QUOTED PASSAGE:
--- Start ---

EMPLOYMENT APPEAL TRIBUNAL
58 VICTORIA EMBANKMENT, LONDON EC4Y 0DS
             At the Tribunal
             On 28 January 2003

Before

THE HONOURABLE MR JUSTICE RIMER

MR C EDWARDS

MR J HOUGHAM



KVAERNER OIL & GAS LTD APPELLANT

(1) MR M G PARKER
(2) MR P FORD
(3) MR S M GRIFFITHS
(4) MR A MAYO
RESPONDENTS


Transcript of Proceedings

JUDGMENT

Revised


    APPEARANCES

     

    For the Appellant MR SEAMUS SWEENEY
    (of Counsel)
    Instructed by:
    Messrs Crutes Solicitors
    7 Osborne Terrace
    Jesmond
    Newcastle Upon Tyne NE2 1RQ
    For the Respondents MR EDWARD LEGARD
    (of Counsel)
    Instructed by:
    Messrs Newbys with Thomas, Bingham & Spark Solicitors
    100 Borough Road
    Middlesbrough
    Cleveland TS1 2HJ


     

    THE HONOURABLE MR JUSTICE RIMER

  1. This is an appeal by Kvaerner Oil & Gas Limited (which we will call "KOG") against the decision of an Employment Tribunal, chaired by Dr I J Watt, sitting at Thornaby on Tees on 25 February 2002. The Tribunal's extended reasons were promulgated on 18 March 2002.
  2. The Tribunal's decision was on complaints presented to it by four applicants: Melvin Parker, Peter Ford, Stephen Griffiths and Alan Mayo. They are former employees of KOG. By their originating applications they claimed they had been unfairly dismissed and that is what the Tribunal held. KOG appeals against one aspect of the Tribunal's reasoning by which it arrived at that conclusion. That issue is as to whether the Tribunal misdirected itself in its decision as to the defining of the appropriate pool for selection in what was admittedly a redundancy situation within the meaning of section 139 of the Employment Rights Act 1996.
  3. We should point out that, by its appeal, although KOG challenges the Tribunal's decision on that particular issue, it does not challenge the Tribunal's overall decision that the dismissals were unfair. That being so we raised with Counsel, Mr Sweeney for KOG and Mr Legard for the applicants, whether we had any jurisdiction to entertain what was in effect no more than an isolated question relating to one part of the process of reasoning leading to the ultimate conclusion. We add, though, that Mr Sweeney disclaimed that this meant that the appeal was academic, because he said that success on the point might be relevant to KOG's position on the forthcoming remedy hearing. In the event, however, having considered the relatively wide terms in which section 21 (1) of the Employment Tribunals Act 1996 is framed, which identifies the jurisdiction of this Appeal Tribunal, Mr Legard was not disposed to argue that we did not have jurisdiction to deal with the appeal and we accordingly proceeded to do so.

--- End ---

PROVIDED MATERIAL:
--- Start ---

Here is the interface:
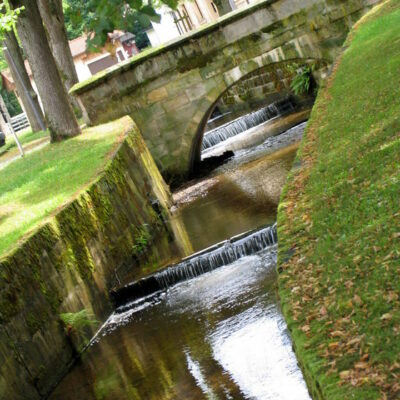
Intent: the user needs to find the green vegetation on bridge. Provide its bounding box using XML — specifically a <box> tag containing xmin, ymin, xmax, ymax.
<box><xmin>278</xmin><ymin>0</ymin><xmax>400</xmax><ymax>400</ymax></box>
<box><xmin>0</xmin><ymin>119</ymin><xmax>129</xmax><ymax>258</ymax></box>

--- End ---

PROBLEMS TO SOLVE:
[1] Render the following sentence from the tribunal judgment into Spanish: "The Tribunal's extended reasons were promulgated on 18 March 2002."
[2] Carry on the tribunal judgment, beginning immediately after its final sentence.
The data were drawn from a separate source.

RESPONSES:
[1] Los motivos ampliados del Tribunal se promulgaron el 18 de marzo de 2002.

[2]
  4. The applications arose against a complicated historical background which the Tribunal outlined in somewhat general terms at the beginning of its reasons. We need to summarise that background as so outlined.
  5. KOG is a successor to a number of companies and inherited with them many employees who continued in employment with KOG under their former terms and conditions. Many of the constituent operations of KOG's Teesside businesses were originally part of the Trafalgar House Group. In 1986, Trafalgar House split its Teesside operations into two companies – Offshore Engineering Services Ltd, which in 1988 changed its name to Redpath Engineering Services Ltd ("RESL"), and Redpath Offshore. Those companies were involved in the engineering and construction industry. Pipework, fabrication and contracting work was located at a facility at Portrack.
  6. The hourly-paid workers at Portrack were employed under so called "P" agreement terms. In 1994, RESL acquired the Central Engineering Resources of ICI, together with the workforce. The ICI workers so acquired had different contractual terms and conditions and were referred to as "the big E" employees. New employees were engaged under yet further sets of conditions and this became known as "the little e" agreement.
  7. In 1995, a decision was made to concentrate all the fabrication work at the Wilton site, which was a former ICI workshop. The Portrack employees who were transferred there continued to be employed under the "P" agreement. The result was that there were then three sets of terms and conditions applying to the workforce at Wilton. The Tribunal found that "the big E" terms were more favourable than the "P" terms, which were in turn more favourable than "the little e" terms.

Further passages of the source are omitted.